# Start of Page excerpt
When the spatial derivatives of $\boldsymbol {v}$ do not vanish, the linear in $\Delta T$ terms in (3.8) provide a scaling prediction for the magnitude of the chiral current (3.5), and equivalently for the chiral velocity ${v}^{{ch}}$ in the form (1.1). This is a main consequence of the symmetries leading to (3.4), and will be derived explicitly in § 4.

3.3. Chiral stress

A chiral suspension imparts stresses on the suspending liquid. To leading order in velocity gradients, these stresses, allowed by symmetry, read

(3.9)\begin{equation} \sigma_{ij}^{{{ch}}} = \eta(T)\,n^{{ch}}\left\{ \alpha \left[ \partial_i (\textrm{curl}\,{\boldsymbol{v}})_j + \partial_j (\textrm{curl}\,{\boldsymbol{v}})_i \right] +\frac{\alpha_1}{T} \left[ \epsilon_{kli} V_{kj} + \epsilon_{klj} V_{ki} \right]\partial_l T\right\}, \end{equation}

where $V_{ij}$ is the rate-of-strain tensor. The first square bracket term of (3.9) introduced in Andreev et al. (Reference Andreev, Son and Spivak2010) was discussed in the recent review Witten & Diamant (Reference Witten and Diamant2020). The second square bracket term exists only when temperature gradients are present in the liquid.

The coefficients $\beta$, $\alpha$ and $\alpha _1$ in (3.5) and (3.9) are determined in the low Reynolds number regime by studying the particle motion in the surrounding liquid (Happel & Brenner Reference Happel and Brenner1965). They may be estimated as

(3.10a,b)\begin{equation} \alpha \sim\alpha_1\sim \chi R^4 \quad \textrm{and} \quad \beta \sim \chi R^3, \end{equation}

where $R$ is the chiral particle radius, and $\chi$ is the degree of chirality in the shape of the particles. Equations (3.10a,b) provide the order of magnitude estimates of these coefficients. Their precise determination for a specific particle shape, however, requires solving hydrodynamic equations for a tumbling particle in the presence of temperature and velocity gradients, and is beyond the scope of our work. For simplicity, we consider an incompressible liquid where the right- and left-handed particles are mirror images of each other.
# End of Page excerpt
Exercise prompt ::
From the excerpt on chiral suspensions, retype the passage starting with "When the spatial" and going on through "explicitly in § 4.".
# Start of Recorded data
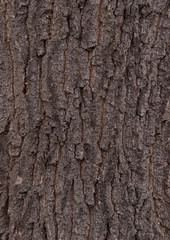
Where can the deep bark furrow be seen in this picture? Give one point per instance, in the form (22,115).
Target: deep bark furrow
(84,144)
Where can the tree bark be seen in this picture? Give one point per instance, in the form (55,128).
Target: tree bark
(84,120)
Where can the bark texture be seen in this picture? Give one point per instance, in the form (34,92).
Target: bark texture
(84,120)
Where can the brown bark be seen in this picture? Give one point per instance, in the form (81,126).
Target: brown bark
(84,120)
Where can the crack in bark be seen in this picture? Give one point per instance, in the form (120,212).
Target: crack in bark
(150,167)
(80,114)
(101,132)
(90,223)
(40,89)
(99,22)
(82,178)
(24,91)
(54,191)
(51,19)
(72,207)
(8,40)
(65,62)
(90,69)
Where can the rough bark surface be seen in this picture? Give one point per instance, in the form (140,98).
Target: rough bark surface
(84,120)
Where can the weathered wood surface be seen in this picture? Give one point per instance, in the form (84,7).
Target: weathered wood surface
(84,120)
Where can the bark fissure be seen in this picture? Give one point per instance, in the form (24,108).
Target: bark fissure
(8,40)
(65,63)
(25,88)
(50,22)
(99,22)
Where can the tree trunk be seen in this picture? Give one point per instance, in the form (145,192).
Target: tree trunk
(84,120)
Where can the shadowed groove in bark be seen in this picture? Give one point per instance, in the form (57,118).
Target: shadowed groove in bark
# End of Recorded data
# Start of Recorded data
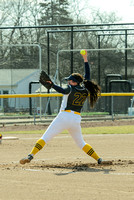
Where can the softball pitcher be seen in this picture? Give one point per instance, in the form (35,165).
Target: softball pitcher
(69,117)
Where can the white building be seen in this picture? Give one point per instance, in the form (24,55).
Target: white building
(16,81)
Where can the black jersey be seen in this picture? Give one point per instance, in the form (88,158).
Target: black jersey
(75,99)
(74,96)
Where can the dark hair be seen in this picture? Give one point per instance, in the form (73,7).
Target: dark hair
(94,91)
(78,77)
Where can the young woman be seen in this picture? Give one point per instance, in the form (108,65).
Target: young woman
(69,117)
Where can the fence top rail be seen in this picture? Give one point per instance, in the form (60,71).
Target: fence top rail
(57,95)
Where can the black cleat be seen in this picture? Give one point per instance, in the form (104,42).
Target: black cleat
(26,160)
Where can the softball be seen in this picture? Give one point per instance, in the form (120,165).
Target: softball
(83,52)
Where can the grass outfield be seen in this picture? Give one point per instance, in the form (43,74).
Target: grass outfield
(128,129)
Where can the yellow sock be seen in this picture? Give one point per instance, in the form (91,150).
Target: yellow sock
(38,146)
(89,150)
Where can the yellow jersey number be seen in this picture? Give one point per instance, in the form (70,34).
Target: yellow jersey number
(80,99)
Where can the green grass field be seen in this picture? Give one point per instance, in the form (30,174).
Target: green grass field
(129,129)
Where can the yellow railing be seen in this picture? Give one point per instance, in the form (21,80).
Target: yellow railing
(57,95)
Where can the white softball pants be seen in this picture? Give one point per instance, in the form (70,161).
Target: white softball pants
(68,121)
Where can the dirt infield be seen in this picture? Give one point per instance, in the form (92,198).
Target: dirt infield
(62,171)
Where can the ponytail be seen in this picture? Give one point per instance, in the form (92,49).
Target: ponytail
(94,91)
# End of Recorded data
Result for this task ::
When the spatial derivatives of $\boldsymbol {v}$ do not vanish, the linear in $\Delta T$ terms in (3.8) provide a scaling prediction for the magnitude of the chiral current (3.5), and equivalently for the chiral velocity ${v}^{{ch}}$ in the form (1.1). This is a main consequence of the symmetries leading to (3.4), and will be derived explicitly in § 4.